Extract every line below that contains the word "beach". Case matters.
___ Extracted data
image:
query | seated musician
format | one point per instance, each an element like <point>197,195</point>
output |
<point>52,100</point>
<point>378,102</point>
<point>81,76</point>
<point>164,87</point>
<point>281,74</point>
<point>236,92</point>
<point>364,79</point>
______
___ Extracted data
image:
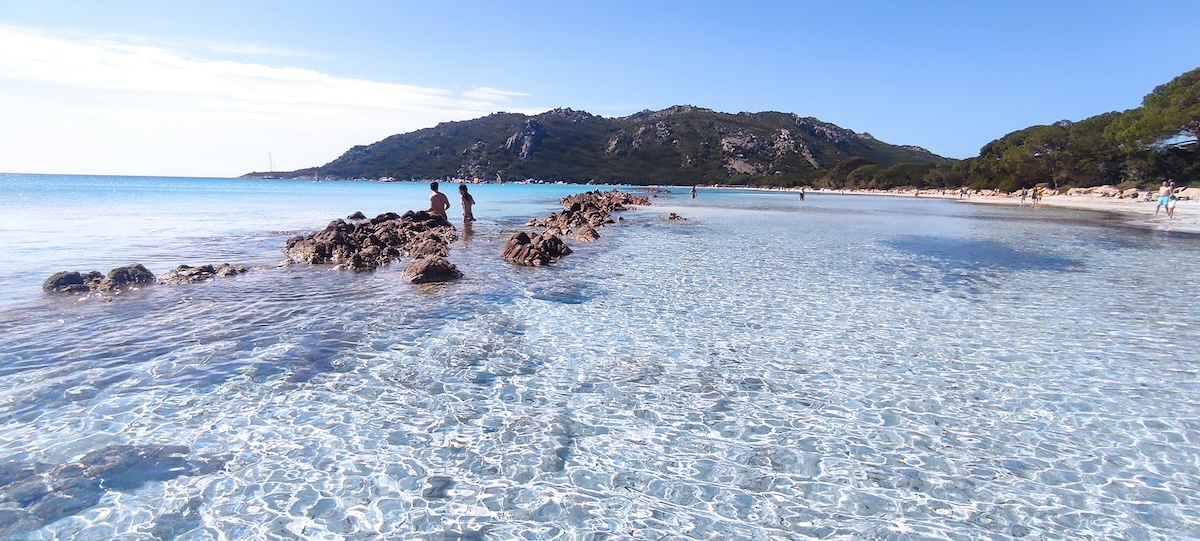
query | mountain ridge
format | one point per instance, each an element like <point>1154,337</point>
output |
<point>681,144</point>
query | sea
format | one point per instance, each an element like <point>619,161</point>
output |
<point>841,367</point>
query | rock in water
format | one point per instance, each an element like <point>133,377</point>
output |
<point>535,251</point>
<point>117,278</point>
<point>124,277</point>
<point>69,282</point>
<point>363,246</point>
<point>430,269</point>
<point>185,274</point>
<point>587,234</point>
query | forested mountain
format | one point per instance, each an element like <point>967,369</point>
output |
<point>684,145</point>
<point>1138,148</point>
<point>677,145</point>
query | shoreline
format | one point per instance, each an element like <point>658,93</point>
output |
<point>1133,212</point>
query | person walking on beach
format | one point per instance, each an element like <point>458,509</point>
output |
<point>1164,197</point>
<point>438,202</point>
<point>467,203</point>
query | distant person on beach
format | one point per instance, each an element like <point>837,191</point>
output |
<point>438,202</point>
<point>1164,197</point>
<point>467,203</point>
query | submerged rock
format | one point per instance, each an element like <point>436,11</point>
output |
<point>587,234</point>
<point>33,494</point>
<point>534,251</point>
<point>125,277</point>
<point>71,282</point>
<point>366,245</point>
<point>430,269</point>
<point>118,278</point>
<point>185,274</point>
______
___ Extracted data
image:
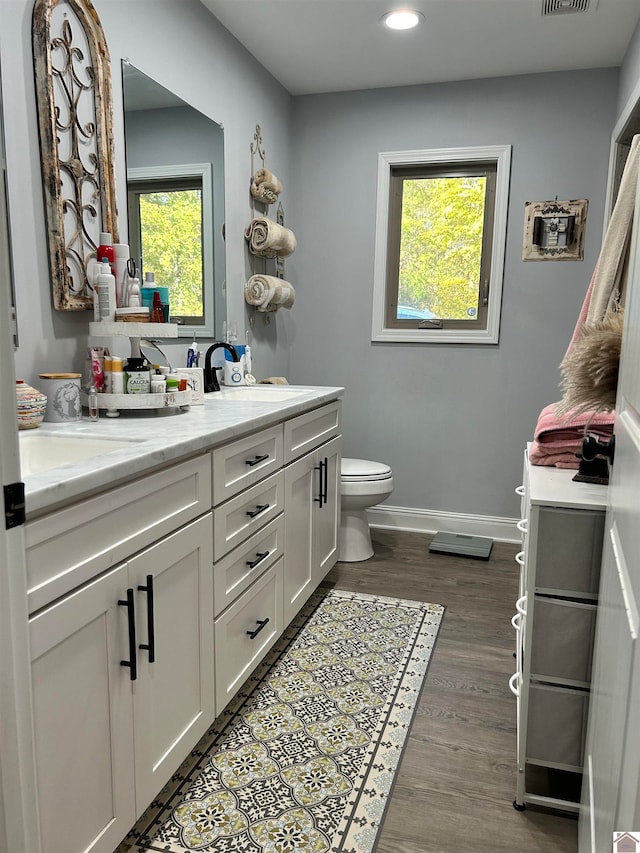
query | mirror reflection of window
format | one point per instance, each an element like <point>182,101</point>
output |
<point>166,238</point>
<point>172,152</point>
______
● Finished task
query | person walking on beach
query | distant person on beach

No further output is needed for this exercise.